Goal of the exercise
Copy out the items below word for word, omitting the pictures from your answer.

Dataset entries
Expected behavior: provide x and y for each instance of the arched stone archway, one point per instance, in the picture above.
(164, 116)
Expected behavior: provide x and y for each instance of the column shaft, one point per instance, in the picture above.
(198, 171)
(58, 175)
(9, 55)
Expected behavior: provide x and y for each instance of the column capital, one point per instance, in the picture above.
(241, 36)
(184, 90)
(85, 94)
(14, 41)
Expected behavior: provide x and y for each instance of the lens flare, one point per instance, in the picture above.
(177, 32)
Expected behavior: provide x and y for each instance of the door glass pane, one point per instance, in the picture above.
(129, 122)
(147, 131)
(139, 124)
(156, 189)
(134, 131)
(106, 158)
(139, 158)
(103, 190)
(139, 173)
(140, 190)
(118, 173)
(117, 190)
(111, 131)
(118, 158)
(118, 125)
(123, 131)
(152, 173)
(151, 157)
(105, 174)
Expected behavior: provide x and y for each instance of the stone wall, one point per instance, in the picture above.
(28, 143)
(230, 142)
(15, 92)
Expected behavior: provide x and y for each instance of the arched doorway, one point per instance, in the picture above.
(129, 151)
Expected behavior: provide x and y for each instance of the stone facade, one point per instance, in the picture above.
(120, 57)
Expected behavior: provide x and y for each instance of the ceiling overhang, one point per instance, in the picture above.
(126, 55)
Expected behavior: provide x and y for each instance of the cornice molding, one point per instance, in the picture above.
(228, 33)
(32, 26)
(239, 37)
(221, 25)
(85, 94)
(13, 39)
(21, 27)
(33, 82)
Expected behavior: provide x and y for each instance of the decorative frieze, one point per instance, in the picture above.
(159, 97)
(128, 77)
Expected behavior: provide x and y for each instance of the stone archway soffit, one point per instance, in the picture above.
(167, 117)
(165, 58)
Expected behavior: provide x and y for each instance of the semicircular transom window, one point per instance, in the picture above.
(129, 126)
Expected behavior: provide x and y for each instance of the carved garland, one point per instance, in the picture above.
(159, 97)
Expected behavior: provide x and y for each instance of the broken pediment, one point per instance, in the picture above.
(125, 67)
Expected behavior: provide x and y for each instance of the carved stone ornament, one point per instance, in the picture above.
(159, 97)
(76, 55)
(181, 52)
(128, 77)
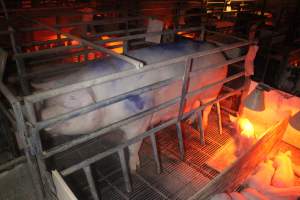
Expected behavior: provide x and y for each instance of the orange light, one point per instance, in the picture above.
(185, 34)
(118, 50)
(246, 127)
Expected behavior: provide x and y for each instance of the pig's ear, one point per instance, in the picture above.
(288, 153)
(232, 118)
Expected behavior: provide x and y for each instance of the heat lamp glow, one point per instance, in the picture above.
(118, 50)
(246, 127)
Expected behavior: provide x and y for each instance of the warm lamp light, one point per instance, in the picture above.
(295, 121)
(256, 99)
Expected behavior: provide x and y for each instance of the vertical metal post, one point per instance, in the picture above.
(91, 182)
(219, 118)
(19, 62)
(180, 140)
(31, 162)
(155, 153)
(200, 128)
(125, 170)
(3, 59)
(184, 90)
(202, 34)
(36, 147)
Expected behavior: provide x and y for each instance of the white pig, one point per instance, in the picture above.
(252, 194)
(221, 196)
(134, 103)
(284, 173)
(237, 196)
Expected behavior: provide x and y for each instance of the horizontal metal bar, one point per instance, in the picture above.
(12, 163)
(136, 63)
(219, 98)
(94, 22)
(113, 126)
(84, 84)
(235, 76)
(216, 66)
(116, 39)
(99, 156)
(103, 103)
(108, 128)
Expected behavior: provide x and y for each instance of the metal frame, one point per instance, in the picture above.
(35, 125)
(33, 148)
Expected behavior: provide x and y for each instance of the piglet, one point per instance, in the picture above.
(253, 194)
(262, 177)
(284, 174)
(221, 196)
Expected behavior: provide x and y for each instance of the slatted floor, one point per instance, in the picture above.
(178, 180)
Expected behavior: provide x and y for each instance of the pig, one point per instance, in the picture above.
(262, 177)
(237, 196)
(284, 173)
(252, 194)
(221, 196)
(133, 104)
(244, 136)
(274, 193)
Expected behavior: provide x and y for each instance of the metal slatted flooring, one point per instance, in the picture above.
(178, 180)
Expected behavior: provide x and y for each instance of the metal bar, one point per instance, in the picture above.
(8, 114)
(106, 129)
(37, 149)
(91, 182)
(200, 127)
(84, 84)
(219, 118)
(136, 63)
(155, 153)
(3, 58)
(12, 163)
(122, 38)
(109, 127)
(180, 140)
(99, 156)
(103, 103)
(94, 22)
(31, 161)
(235, 76)
(184, 90)
(125, 170)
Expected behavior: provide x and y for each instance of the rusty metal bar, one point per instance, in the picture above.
(99, 156)
(91, 182)
(100, 104)
(155, 153)
(125, 170)
(219, 118)
(136, 63)
(200, 127)
(84, 84)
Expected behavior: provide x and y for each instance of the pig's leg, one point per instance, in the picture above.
(132, 130)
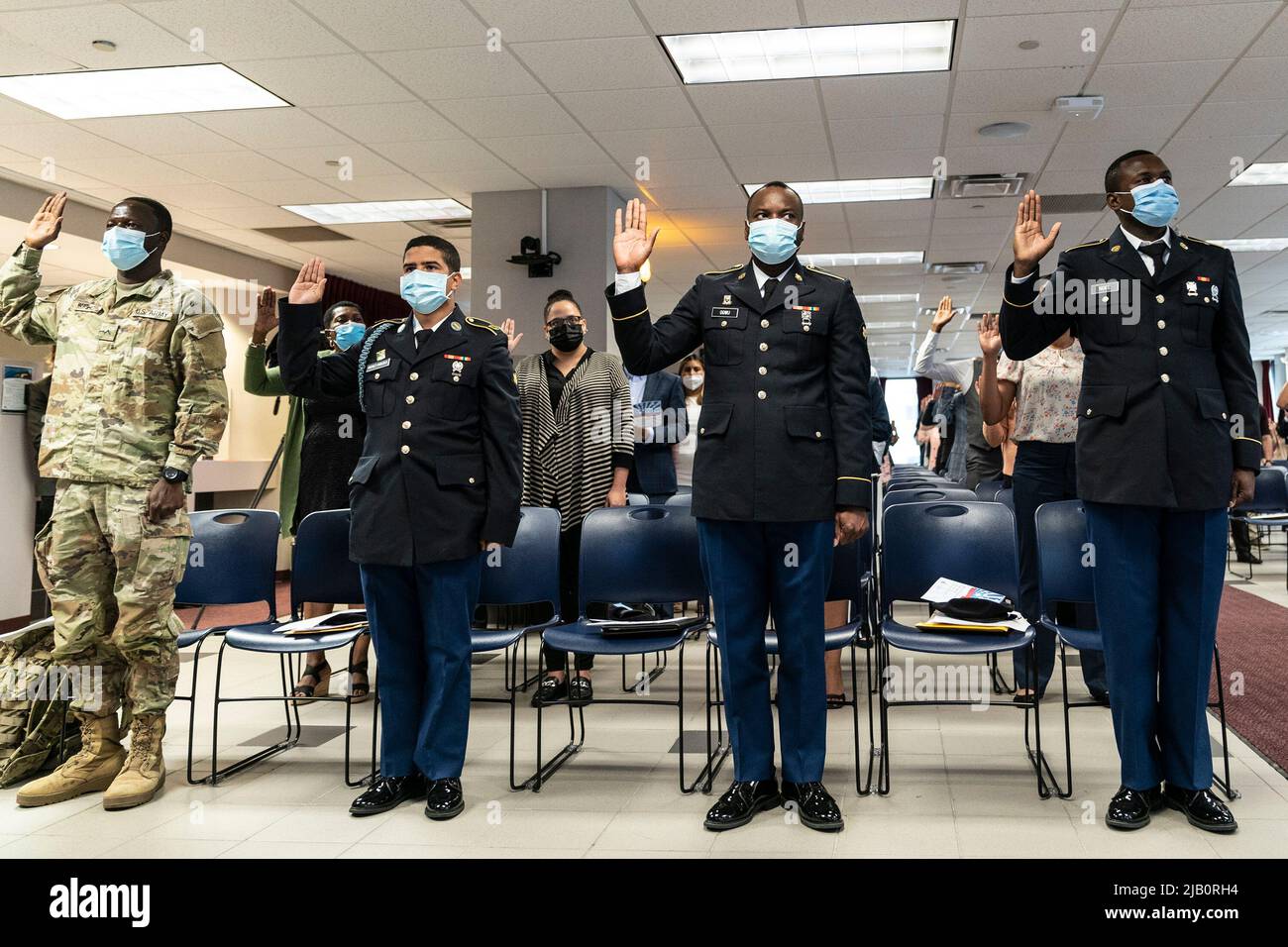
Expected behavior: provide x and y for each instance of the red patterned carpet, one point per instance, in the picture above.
(1253, 638)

Final result
Expected behavior: provide x and y for each instance of the arched stone archway, one point per instance, in the picture above.
(164, 116)
Expected behavior: provide x and y for each instance of the column shaft, one point per instance, in the picture above.
(198, 171)
(58, 175)
(9, 55)
Expected behavior: provide x and y for each instance of the column capital, one point per instance, in the picture above.
(241, 36)
(184, 90)
(85, 94)
(14, 41)
Expected behavior: provide x and y for each instance of the lens flare, one point per instance, in the picture above.
(177, 32)
Expected behavior: provide x and y for each instance of the door glass pane, one point per instance, in the picture above.
(129, 122)
(147, 131)
(139, 124)
(156, 189)
(134, 131)
(106, 158)
(139, 158)
(103, 190)
(139, 173)
(140, 190)
(118, 173)
(117, 190)
(111, 131)
(118, 158)
(118, 125)
(123, 131)
(152, 173)
(151, 157)
(105, 174)
Expected behavior: provide x and y for each instance of the stone wall, one point per instance, in the picture above.
(28, 143)
(230, 142)
(15, 92)
Expected behavior: provide x and y for each instance of the arched doorway, one point per instance, in the picture above.
(129, 151)
Expected behavior: provide x and y for each instance of the stone facade, one point per instance, in the picture above.
(120, 57)
Expected behavior: provide x and y for each instance of the ceiling overhang, one point per instance, in the picture above.
(126, 55)
Expected behavior: provide x and y for each instance of the cornice molding, one point per instance, in the picture above.
(228, 33)
(32, 26)
(239, 37)
(221, 25)
(85, 94)
(13, 39)
(21, 27)
(33, 82)
Expected behavior: provide x and y for each instance of the decorative frieze, one point per instance, in the picture above.
(159, 97)
(128, 77)
Expected behavior: provide x and y for each instance of the stone archway soffit, one point per instance, in the picture above.
(167, 117)
(165, 58)
Expected behavior: provide x and y for each instance of the semicircular transom window, one point per instance, in the picture above.
(129, 126)
Expected behavior: provide x and y for each instance of the carved garland, one point per instance, in the picture above.
(159, 97)
Expected behavior: provide x and y for each instance of the broken pediment, one point per instance, in the picture above.
(125, 67)
Expected behavior: provide x and y for each instance of the carved stone ornament, one point per instance, in the picture above.
(159, 97)
(76, 55)
(181, 52)
(128, 77)
Expected behavior: provide x and y for each instance of the orange light, one point per instance, in the picture above.
(185, 34)
(118, 50)
(246, 127)
Expected behavior: provide x and y for each instance of the pig's ear, one point per instance, in the picture above.
(288, 153)
(232, 118)
Expected behavior: provide x and y for each instance of the heat lamp glow, one point per instance, in the picture above.
(118, 50)
(246, 127)
Expected behavior: provide x and y for each instance of the warm lamp light, one point per instance, in the picture above.
(295, 121)
(256, 99)
Expected behavior: provide x and y for each instance of the vertical metal post, one point per instance, in the picture above.
(91, 182)
(219, 118)
(19, 62)
(180, 140)
(31, 162)
(155, 153)
(200, 128)
(125, 170)
(3, 59)
(184, 90)
(202, 34)
(36, 147)
Expected behavior: provide x and y for each instance of the white pig, one point per instance, in the picture above.
(252, 194)
(221, 196)
(134, 103)
(284, 173)
(237, 196)
Expected behavior: provide x and y for each instance of the horizontal metal bar, one point per instance, in the picture above.
(12, 163)
(136, 63)
(219, 98)
(94, 22)
(113, 126)
(84, 84)
(235, 76)
(216, 66)
(116, 39)
(99, 156)
(103, 103)
(108, 128)
Expected behavior: provide x and y for each instance of the metal frame, one point per instance, in the picture above.
(35, 125)
(33, 148)
Expected behavior: provide x and y for each instance of the piglet, one point per instance, in the picture above.
(253, 194)
(262, 177)
(284, 174)
(221, 196)
Expected behavior: provide x and y for each instance of the slatted floor, one point per instance, in the picture above.
(178, 180)
Expected behavior: provide x and y for each instance of the pig, one point per instance, in the picture above.
(262, 177)
(237, 196)
(284, 173)
(252, 194)
(221, 196)
(133, 104)
(244, 136)
(274, 193)
Expected behavior: provide x and y for each instance of the metal slatted flooring, one point per instance, in the picture above.
(178, 180)
Expected behavior: provide x and y for each instance of the metal bar, one point per instance, in the picture above.
(8, 114)
(106, 129)
(37, 149)
(91, 182)
(200, 127)
(84, 84)
(219, 118)
(136, 63)
(155, 153)
(3, 58)
(12, 163)
(122, 38)
(109, 127)
(180, 140)
(99, 156)
(103, 103)
(94, 22)
(31, 161)
(235, 76)
(184, 90)
(125, 170)
Expected behavior: provide x and y for each instance of the rusty metal bar, one point per instance, in the picture above.
(99, 156)
(91, 182)
(100, 104)
(155, 153)
(125, 170)
(219, 118)
(136, 63)
(200, 127)
(84, 84)
Expected behavior: provide x and y for each instance of the pig's leg, one point per instance, in the picture above.
(132, 130)
Expected behavior: provide x and y for each instance of the red patterned carpet, one point per instance, in the picture above.
(1253, 638)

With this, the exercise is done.